= Цель задания =
Сократите абзац из отрывка о жизни после диагноза, который начинается словами «Мысли о рецидиве», или перепишите его списком, сохранив главные факты.

После постановки диагноза у меня возникли мысли о том, что нужно изменить свой образ жизни. Я осознала, что уделяю слишком мало времени своей семье, поэтому я научилась находить баланс между работой и заботой о них.
Мысли о рецидиве, конечно, приходят и, если я скажу, что не боюсь, это будет неправдой. А к обследованиям в ремиссии отношусь философски. Я заблокировала эти эмоции, потому что не хочу больше плакать. Я очень много плакала до операции. Я боялась, что умру. У меня были мысли, что надо сходить к нотариусу и составить завещание. Я это не скрываю, не стыдно признаться, что ты можешь быть слабым человеком. Во мне жили предрассудки из восьмидесятых годов, что рак – это приговор.
Сегодня все изменилось. Статистика показывает, что шансы на выживание увеличиваются. Новые технологии и методы лечения дают надежду на выздоровление. Теперь я стараюсь поддерживать других людей, которые столкнулись с такой же проблемой, и верю, что все будет хорошо.

Строки данных:
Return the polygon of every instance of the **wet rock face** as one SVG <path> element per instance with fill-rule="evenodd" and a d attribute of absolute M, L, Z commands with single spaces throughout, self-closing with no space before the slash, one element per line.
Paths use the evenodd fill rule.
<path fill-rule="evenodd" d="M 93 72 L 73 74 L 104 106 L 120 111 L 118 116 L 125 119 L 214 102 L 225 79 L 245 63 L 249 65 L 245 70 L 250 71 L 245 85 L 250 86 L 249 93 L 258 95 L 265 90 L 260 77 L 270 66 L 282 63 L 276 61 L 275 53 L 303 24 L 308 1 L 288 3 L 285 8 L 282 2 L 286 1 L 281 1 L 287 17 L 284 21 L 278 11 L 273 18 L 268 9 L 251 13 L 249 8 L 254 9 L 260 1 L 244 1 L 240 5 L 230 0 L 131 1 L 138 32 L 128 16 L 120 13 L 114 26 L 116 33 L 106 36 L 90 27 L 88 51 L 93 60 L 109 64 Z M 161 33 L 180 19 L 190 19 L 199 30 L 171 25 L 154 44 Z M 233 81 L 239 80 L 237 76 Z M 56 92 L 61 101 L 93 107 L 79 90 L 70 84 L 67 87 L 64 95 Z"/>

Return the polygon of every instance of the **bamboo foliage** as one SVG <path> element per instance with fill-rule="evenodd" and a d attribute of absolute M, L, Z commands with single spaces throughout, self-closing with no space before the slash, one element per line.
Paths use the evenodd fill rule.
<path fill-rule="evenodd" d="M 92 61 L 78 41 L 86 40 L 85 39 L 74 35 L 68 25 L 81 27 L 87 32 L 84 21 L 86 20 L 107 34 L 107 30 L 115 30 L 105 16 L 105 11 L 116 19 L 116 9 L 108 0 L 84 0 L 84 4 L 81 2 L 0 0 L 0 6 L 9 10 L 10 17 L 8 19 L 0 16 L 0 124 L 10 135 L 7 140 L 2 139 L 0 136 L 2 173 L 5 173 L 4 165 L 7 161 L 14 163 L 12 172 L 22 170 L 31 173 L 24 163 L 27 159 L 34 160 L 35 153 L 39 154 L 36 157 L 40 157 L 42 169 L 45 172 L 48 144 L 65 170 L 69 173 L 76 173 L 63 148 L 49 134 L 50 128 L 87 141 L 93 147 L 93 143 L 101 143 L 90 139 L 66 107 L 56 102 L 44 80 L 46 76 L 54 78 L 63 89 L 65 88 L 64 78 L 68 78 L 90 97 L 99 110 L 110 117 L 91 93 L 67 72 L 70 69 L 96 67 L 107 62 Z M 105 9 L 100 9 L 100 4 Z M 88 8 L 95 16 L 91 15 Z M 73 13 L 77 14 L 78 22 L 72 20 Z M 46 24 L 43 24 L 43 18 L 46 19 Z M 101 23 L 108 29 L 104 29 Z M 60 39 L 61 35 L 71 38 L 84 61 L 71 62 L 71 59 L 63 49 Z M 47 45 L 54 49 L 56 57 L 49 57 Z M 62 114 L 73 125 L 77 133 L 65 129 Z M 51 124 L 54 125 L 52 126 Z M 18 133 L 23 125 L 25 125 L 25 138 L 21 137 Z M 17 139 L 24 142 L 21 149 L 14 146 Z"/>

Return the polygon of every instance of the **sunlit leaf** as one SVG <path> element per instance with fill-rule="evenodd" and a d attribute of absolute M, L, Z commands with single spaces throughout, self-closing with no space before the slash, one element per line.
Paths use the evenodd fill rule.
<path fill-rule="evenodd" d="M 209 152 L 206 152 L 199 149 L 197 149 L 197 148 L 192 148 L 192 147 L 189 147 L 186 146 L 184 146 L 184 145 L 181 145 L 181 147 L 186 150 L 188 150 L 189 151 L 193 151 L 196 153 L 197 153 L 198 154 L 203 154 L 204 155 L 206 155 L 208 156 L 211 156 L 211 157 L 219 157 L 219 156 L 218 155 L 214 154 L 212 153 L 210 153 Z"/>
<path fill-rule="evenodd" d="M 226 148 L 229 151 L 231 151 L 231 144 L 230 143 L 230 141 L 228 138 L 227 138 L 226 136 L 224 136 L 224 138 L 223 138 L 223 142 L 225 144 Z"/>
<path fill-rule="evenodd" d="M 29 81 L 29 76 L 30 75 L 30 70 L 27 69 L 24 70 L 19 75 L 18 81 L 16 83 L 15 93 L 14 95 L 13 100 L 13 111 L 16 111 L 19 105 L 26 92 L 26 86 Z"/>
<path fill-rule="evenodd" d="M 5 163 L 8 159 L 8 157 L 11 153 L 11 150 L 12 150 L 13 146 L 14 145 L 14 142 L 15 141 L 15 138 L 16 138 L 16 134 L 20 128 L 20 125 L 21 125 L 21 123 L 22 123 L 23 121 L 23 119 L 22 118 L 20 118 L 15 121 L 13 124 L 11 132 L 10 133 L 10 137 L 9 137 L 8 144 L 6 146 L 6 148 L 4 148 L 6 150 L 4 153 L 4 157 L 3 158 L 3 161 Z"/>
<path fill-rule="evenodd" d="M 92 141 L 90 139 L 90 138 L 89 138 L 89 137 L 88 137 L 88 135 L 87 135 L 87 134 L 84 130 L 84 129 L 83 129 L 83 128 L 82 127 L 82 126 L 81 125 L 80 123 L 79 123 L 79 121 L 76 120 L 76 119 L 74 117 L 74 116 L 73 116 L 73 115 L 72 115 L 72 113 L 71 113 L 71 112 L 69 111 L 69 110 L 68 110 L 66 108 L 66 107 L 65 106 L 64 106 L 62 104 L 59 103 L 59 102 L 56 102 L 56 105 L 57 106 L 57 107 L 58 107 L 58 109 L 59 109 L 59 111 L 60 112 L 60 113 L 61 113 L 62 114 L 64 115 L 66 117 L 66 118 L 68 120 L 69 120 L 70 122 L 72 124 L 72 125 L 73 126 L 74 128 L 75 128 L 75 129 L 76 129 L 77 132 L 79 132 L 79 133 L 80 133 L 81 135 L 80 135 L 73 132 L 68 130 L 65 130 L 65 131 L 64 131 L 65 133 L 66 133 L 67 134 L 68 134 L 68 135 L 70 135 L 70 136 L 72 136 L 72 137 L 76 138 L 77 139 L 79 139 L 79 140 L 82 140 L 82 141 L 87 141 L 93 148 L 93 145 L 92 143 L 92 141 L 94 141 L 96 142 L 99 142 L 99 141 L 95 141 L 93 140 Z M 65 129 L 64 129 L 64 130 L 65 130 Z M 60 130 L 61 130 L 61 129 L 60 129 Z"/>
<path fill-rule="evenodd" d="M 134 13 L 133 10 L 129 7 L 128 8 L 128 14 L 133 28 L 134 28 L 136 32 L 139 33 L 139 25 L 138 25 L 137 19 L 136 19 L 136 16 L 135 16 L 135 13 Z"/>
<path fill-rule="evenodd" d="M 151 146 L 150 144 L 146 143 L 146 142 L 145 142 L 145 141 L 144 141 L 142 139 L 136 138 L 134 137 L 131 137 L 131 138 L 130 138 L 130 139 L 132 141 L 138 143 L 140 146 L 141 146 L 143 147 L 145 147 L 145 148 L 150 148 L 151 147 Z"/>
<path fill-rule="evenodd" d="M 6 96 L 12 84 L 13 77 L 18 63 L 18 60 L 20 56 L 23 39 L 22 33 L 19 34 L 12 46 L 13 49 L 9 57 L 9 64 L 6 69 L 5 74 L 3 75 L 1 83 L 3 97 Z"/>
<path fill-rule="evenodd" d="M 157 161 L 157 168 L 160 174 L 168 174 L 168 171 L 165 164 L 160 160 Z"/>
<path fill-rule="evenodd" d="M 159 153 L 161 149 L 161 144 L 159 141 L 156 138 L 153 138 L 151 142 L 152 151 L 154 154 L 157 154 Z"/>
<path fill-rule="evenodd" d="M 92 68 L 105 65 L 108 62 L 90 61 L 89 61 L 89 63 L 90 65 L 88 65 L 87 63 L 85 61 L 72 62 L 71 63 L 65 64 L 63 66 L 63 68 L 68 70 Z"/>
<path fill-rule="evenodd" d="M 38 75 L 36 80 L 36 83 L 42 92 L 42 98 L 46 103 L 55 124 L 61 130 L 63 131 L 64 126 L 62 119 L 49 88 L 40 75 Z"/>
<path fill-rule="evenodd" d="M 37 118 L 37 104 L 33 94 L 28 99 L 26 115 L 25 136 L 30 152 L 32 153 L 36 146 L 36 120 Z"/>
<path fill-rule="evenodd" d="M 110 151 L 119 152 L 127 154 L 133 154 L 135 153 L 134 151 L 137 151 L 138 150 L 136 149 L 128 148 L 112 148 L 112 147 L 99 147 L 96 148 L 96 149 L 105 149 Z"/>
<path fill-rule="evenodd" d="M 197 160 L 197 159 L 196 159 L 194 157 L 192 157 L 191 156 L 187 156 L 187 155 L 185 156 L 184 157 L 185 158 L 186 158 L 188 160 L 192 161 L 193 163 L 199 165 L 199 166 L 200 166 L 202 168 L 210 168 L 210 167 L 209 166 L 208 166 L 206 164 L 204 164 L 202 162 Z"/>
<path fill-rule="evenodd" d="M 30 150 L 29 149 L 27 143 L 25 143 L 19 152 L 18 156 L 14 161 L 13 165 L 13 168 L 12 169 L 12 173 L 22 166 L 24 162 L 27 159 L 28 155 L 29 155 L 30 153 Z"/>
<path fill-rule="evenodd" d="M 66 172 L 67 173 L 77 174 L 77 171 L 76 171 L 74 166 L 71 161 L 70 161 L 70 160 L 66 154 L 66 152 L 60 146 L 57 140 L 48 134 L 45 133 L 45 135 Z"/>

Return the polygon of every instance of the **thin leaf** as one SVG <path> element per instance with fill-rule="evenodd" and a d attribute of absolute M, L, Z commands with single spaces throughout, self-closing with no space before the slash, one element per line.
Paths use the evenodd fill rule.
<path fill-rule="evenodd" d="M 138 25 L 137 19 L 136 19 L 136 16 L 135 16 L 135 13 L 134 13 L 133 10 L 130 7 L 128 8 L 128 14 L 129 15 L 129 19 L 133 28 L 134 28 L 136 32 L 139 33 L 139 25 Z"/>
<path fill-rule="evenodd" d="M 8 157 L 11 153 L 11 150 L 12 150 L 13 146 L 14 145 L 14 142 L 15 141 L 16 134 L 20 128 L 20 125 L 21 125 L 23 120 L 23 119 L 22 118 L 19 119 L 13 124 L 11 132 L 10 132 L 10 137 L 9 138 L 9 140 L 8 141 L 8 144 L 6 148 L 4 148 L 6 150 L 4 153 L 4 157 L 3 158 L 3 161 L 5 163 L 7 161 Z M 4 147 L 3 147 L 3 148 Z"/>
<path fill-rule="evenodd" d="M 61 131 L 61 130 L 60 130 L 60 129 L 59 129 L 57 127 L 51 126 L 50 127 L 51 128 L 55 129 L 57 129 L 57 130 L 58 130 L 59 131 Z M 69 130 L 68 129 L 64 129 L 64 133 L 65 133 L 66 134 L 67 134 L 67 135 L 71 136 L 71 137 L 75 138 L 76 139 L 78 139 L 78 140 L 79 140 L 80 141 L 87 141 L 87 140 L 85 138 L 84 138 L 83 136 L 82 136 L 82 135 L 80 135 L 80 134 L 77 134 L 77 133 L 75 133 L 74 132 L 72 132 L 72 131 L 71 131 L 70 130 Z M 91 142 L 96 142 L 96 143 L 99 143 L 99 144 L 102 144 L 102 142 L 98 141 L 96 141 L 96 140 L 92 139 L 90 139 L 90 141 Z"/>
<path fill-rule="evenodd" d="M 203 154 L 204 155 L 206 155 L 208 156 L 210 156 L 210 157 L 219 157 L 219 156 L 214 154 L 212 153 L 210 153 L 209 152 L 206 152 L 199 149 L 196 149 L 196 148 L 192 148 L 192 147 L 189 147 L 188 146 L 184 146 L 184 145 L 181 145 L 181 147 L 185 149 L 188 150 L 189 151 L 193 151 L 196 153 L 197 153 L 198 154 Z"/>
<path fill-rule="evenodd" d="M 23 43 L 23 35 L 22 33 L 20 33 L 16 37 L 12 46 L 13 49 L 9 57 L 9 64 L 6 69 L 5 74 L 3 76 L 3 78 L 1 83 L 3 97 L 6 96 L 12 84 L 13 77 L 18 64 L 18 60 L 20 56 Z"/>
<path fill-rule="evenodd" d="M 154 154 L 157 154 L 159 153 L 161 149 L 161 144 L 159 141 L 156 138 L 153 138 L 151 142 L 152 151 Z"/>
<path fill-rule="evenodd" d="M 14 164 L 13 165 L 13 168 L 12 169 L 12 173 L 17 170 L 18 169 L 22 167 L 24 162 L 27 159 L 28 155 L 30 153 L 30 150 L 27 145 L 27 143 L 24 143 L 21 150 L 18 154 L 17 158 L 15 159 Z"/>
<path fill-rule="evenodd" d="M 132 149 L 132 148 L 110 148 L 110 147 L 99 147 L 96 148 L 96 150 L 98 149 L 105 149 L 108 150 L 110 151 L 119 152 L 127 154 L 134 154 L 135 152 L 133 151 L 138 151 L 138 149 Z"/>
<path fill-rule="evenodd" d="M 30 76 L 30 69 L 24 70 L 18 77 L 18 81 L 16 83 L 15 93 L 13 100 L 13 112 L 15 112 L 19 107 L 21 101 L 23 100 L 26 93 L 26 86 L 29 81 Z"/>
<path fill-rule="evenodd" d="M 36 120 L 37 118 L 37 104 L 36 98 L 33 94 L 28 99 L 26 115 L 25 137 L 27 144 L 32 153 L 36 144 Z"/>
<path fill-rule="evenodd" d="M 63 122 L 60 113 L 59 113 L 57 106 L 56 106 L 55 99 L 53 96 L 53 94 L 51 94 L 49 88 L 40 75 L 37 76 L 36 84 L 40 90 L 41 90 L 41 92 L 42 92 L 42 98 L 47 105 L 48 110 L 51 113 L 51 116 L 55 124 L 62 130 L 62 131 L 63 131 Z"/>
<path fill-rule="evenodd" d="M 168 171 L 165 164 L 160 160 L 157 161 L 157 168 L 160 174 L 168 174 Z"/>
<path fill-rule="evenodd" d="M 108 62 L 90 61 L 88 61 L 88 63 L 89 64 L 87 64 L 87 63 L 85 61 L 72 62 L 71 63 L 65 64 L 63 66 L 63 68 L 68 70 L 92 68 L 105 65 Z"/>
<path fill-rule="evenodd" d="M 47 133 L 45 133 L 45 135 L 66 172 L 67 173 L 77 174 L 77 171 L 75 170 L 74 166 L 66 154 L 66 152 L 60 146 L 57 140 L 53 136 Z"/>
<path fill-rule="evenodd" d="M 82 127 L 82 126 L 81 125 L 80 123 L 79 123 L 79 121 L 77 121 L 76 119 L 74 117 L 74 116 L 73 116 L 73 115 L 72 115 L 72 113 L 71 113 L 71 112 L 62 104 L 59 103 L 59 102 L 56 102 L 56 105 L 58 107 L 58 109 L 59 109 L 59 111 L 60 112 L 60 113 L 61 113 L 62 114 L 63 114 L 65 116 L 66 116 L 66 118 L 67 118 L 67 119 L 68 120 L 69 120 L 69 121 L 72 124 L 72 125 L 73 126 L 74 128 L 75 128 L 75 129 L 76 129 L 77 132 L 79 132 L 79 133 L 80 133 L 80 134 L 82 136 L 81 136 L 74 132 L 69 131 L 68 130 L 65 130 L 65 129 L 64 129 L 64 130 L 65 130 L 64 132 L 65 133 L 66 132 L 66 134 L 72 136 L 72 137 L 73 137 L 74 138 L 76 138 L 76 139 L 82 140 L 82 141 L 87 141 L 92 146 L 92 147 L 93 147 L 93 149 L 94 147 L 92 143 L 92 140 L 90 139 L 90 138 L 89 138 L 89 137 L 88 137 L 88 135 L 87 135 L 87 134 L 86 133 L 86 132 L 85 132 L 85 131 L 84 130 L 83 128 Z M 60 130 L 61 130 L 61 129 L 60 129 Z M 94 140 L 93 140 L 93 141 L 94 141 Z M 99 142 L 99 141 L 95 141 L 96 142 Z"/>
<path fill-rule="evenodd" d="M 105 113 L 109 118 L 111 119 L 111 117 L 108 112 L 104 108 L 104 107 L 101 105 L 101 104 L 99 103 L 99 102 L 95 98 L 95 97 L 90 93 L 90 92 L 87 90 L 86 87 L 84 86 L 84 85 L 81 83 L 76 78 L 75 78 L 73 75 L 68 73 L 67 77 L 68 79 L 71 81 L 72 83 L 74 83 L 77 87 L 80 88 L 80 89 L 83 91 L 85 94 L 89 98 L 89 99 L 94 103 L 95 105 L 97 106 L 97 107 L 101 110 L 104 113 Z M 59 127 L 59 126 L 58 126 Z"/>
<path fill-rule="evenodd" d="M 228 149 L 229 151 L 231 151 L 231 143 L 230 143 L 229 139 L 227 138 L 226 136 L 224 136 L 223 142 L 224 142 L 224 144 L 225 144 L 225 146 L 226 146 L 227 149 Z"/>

= Ответ =
- Мысли о рецидиве бывают, и страх перед ним есть.
- К обследованиям в ремиссии отношение философское. Эмоции заблокированы, чтобы больше не плакать.
- До операции было много слез и страх смерти, возникали даже мысли пойти к нотариусу и составить завещание.
- Скрывать это незачем: признать, что можешь быть слабым, не стыдно.
- Жило предубеждение из восьмидесятых годов, что рак – это приговор.